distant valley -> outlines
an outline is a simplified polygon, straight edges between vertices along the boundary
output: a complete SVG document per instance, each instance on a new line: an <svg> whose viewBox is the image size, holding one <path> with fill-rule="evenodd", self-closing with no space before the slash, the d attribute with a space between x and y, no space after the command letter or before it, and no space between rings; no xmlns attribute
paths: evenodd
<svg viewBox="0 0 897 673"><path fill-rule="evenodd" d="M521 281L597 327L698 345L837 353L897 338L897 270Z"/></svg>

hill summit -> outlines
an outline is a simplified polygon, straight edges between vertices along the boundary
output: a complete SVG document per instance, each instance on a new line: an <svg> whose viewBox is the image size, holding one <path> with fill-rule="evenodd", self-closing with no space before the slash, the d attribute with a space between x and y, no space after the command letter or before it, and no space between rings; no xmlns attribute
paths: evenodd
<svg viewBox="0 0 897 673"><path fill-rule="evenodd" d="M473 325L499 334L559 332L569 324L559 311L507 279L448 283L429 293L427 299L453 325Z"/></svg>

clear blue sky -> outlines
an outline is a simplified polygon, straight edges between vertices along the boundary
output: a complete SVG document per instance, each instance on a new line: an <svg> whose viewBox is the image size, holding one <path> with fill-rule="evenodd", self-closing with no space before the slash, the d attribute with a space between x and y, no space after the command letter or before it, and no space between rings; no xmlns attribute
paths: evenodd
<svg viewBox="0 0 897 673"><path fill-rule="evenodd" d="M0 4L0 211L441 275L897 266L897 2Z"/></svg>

--------

** Task to complete **
Rewrite the data above, changing each "simplified" to "approximate" and leaving every other character as it is.

** Written answer **
distant valley -> outlines
an outline is a approximate polygon, straight edges between vertices along the boundary
output: a complete SVG document per instance, each instance on a new line: an <svg> whose viewBox is the image size, holding one <path> with fill-rule="evenodd", self-closing with no space before the slash, the d attribute with a space between x and y, no space after the command letter or before it, and no space between rings; no xmlns attribute
paths: evenodd
<svg viewBox="0 0 897 673"><path fill-rule="evenodd" d="M521 281L597 327L698 345L837 353L897 338L897 270Z"/></svg>

hill summit -> outlines
an outline is a approximate polygon, straight edges between vertices along the boundary
output: a complete SVG document per instance, each instance on a new line: an <svg> whose viewBox is the image size, holding one <path> with fill-rule="evenodd", self-closing with no space before the slash, the d attribute with a space between x and y, no space after the command letter or before it, and no space between rings; no xmlns attribute
paths: evenodd
<svg viewBox="0 0 897 673"><path fill-rule="evenodd" d="M473 325L499 334L559 332L569 324L559 311L507 279L448 283L429 293L427 299L453 325Z"/></svg>

clear blue sky -> outlines
an outline is a approximate polygon, straight edges between vertices along the boundary
output: a complete SVG document per instance, each instance on a new line: an <svg> whose viewBox is the image size, holding one <path> with fill-rule="evenodd", self-closing with no space before the slash, the d attribute with a space between x and y, no space after the command letter or before it, and no space between rings; no xmlns attribute
paths: evenodd
<svg viewBox="0 0 897 673"><path fill-rule="evenodd" d="M0 4L0 211L441 275L897 266L897 2Z"/></svg>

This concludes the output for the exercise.